# Task data:
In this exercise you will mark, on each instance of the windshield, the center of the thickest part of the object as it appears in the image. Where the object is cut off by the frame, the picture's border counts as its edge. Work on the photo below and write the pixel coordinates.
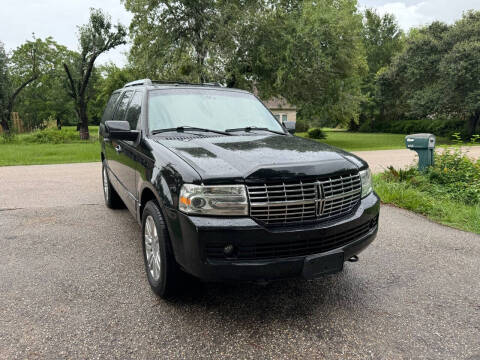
--
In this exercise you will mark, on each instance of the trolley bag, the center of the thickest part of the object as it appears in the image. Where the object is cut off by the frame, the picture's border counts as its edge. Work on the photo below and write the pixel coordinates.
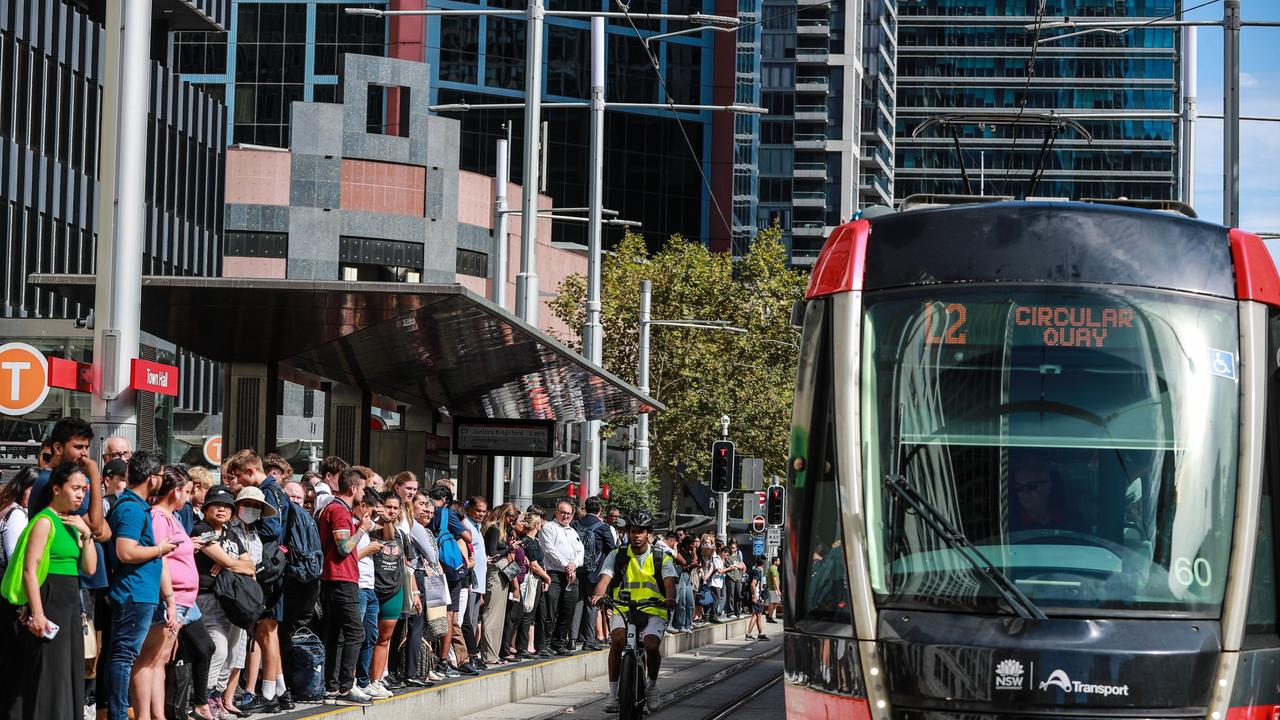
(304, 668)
==
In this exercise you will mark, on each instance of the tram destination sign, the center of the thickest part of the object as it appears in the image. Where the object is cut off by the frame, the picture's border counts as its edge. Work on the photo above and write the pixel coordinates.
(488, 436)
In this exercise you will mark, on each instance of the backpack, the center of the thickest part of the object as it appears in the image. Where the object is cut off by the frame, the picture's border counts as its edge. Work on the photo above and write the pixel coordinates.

# Aim:
Replace "thickest" with "widest" in the lines between the one holding "of the tram" and the one holding "the backpack, the", inclusive, and leave everything else unchanged. Give back only those lines.

# Finished task:
In this exercise you will mark, on each instance of the tram destination sign, the center of the widest part of the object as it appears in the image. Where the object is cut off by the frame, the picture's border counts as its edge. Work on the photo above and write the pixel coordinates.
(488, 436)
In this exercise you will mark, on each instance of the backpack, the center of the widest part of the object as it appears in the image. Where the object is cut off by the frame, the picture's border counts as its edge. Work on the photo above and write the pixel coordinates.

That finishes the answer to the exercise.